TASK PROMPT:
Whatever runs from the line with "Query: brick wall" to the end of the records below must be copied exactly, with nothing else included.

DATA FOR PROCESSING:
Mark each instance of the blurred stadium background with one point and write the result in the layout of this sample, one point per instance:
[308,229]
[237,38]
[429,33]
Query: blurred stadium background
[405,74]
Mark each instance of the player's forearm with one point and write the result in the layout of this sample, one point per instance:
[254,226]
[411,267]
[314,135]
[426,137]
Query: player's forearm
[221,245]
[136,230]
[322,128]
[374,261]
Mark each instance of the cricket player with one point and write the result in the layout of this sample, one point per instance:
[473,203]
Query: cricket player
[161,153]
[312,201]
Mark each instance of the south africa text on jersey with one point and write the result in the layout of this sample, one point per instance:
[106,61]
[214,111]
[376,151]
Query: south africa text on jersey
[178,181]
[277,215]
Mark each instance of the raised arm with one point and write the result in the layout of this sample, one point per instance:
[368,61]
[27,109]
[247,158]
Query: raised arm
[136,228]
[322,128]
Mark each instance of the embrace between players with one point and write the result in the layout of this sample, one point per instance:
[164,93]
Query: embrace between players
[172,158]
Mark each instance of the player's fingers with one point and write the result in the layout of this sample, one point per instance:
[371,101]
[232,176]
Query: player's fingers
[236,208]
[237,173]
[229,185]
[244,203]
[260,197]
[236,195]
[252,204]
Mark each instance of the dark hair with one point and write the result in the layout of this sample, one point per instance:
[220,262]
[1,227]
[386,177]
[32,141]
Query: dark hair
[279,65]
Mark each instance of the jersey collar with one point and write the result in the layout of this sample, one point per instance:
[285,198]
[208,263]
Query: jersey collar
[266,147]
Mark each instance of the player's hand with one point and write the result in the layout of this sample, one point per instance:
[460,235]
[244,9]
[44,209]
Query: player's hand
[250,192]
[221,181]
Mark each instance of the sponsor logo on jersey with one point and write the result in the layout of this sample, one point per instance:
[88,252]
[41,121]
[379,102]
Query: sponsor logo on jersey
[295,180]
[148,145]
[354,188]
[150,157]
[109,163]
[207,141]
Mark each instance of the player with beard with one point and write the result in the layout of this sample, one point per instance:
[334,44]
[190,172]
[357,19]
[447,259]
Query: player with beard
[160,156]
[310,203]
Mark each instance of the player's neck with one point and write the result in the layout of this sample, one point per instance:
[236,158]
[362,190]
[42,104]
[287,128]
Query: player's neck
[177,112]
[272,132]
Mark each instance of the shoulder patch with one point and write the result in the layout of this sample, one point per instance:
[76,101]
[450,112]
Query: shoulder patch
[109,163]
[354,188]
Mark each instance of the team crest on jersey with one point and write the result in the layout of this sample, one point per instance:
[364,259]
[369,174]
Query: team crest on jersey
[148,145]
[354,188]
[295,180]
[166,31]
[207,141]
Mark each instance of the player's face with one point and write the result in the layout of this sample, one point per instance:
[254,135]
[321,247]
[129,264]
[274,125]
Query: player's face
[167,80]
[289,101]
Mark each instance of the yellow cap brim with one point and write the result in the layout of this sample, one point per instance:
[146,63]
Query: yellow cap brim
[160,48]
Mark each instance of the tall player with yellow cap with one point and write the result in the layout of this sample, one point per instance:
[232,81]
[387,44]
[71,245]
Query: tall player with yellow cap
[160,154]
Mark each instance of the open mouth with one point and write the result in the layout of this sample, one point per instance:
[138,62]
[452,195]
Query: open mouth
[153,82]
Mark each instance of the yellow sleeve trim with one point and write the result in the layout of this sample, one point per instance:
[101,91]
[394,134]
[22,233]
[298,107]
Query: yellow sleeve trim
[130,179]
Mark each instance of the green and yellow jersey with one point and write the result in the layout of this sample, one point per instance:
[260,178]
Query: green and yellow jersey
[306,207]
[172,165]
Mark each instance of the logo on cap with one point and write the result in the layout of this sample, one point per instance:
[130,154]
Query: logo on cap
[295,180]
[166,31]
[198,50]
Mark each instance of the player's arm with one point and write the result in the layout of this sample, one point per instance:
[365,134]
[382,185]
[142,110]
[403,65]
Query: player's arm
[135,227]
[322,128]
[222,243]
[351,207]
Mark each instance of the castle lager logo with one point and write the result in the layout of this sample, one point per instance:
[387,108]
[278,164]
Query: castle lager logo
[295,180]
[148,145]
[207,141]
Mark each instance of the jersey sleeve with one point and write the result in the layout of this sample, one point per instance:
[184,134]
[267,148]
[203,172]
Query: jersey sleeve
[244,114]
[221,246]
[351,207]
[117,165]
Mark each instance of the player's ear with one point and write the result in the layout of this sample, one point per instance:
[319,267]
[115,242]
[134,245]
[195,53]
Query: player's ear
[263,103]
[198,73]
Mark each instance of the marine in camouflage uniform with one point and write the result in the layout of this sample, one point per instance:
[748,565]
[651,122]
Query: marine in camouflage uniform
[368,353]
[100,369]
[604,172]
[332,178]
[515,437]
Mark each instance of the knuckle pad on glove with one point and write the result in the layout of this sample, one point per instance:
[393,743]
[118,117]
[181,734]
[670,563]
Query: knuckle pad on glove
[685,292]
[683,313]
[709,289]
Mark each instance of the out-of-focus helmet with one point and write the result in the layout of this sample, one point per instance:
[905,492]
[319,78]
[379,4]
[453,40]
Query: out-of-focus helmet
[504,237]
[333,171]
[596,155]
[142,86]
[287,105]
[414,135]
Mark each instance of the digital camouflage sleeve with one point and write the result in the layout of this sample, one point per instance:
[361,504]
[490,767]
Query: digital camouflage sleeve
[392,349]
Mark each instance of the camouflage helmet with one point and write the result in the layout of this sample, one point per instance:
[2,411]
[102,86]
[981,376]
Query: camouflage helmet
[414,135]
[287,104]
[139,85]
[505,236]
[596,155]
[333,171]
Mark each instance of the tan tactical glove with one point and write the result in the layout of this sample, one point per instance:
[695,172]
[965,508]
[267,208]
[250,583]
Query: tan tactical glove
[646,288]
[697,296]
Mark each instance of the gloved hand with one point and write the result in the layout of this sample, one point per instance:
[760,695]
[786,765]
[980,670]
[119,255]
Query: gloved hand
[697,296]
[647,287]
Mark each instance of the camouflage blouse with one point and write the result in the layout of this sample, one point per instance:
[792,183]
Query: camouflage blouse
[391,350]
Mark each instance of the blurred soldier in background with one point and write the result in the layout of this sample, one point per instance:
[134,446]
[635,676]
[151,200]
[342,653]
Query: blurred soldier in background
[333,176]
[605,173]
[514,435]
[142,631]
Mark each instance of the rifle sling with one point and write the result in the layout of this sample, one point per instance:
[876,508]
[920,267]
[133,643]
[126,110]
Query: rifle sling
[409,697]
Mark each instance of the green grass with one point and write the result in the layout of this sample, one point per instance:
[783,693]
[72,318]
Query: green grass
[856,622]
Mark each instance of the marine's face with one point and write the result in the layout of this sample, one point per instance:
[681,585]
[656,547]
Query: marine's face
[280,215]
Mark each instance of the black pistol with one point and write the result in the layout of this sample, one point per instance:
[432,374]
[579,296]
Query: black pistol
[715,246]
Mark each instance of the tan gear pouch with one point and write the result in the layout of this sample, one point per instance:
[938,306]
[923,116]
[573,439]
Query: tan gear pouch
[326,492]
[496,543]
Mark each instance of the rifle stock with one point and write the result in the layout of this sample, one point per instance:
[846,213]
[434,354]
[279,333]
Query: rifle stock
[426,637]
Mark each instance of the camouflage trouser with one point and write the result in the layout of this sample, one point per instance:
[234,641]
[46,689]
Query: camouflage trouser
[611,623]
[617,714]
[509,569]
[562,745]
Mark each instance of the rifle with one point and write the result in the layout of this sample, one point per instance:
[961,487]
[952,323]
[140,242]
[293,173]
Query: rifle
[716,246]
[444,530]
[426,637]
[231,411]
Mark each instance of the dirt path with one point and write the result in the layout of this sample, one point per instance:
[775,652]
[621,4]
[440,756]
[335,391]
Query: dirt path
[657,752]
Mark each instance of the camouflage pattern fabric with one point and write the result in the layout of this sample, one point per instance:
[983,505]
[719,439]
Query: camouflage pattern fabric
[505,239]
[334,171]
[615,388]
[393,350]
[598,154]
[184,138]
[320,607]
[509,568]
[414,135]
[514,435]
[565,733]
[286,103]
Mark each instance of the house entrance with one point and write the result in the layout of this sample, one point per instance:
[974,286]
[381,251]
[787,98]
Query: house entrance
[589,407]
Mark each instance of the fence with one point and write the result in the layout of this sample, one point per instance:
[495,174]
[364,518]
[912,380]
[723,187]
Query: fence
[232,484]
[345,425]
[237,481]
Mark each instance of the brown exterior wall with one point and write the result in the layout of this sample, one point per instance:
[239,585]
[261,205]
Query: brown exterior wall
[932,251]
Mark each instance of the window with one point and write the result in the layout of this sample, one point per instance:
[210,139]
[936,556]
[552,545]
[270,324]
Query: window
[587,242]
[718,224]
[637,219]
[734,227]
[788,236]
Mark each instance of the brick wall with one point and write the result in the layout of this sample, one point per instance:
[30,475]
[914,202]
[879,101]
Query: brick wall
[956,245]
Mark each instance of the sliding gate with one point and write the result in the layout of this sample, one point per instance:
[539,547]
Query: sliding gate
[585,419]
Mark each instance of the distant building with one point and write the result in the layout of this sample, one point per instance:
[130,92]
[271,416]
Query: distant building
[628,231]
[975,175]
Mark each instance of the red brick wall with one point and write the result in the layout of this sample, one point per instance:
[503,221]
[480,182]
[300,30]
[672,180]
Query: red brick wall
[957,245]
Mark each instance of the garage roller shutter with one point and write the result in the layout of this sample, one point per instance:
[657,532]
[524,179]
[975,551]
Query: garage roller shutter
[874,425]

ANSWER BOX:
Query: brick wall
[956,245]
Mark each instance of the sliding gate with one point and write the result in the layout of this sample, one point per instance:
[539,547]
Query: sliding gate
[585,419]
Mark each instance of the distant building with one point and write the result in the layout of this sample, one point per instance:
[130,92]
[271,416]
Query: distant building
[628,231]
[975,175]
Mark each instance of the red brick wall with one point and write the result in the layout of this sample, one point per instance:
[503,221]
[480,182]
[300,30]
[672,180]
Query: red brick wall
[957,245]
Mark each instance of the garage roller shutter with one point and write the result in the layout of this sample, one point per instance:
[657,532]
[524,179]
[975,551]
Query: garage roller shutter
[874,425]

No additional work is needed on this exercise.